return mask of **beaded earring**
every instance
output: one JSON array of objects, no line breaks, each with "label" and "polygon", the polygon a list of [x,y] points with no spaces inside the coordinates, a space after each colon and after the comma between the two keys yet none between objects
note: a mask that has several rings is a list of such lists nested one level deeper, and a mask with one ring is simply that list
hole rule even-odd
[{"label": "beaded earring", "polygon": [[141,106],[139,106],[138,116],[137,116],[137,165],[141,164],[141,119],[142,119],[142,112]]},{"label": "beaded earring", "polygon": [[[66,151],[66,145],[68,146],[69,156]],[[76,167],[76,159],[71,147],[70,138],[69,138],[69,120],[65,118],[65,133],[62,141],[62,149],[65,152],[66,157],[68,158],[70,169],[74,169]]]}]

+++

#### PROBLEM STATEMENT:
Please copy out every line of the listing above, requests included, and add 14 to each polygon coordinate in the answers.

#### WRITTEN ANSWER:
return mask of **beaded earring**
every instance
output: one JSON array of objects, no line breaks, each with "label" and "polygon", the polygon a list of [x,y] points with no spaces inside the coordinates, a space after each colon and after the comma between the two keys yet none between objects
note: a mask that has several rings is a list of such lists nested one level deeper, and a mask with one ring is simply that list
hole rule even-odd
[{"label": "beaded earring", "polygon": [[155,120],[153,120],[152,130],[151,130],[151,179],[155,178],[155,133],[156,133],[156,126]]},{"label": "beaded earring", "polygon": [[[80,165],[80,159],[82,160],[83,170]],[[90,181],[90,173],[85,161],[84,152],[83,152],[83,134],[79,132],[79,147],[76,155],[76,163],[79,166],[80,171],[82,172],[84,183],[88,183]]]}]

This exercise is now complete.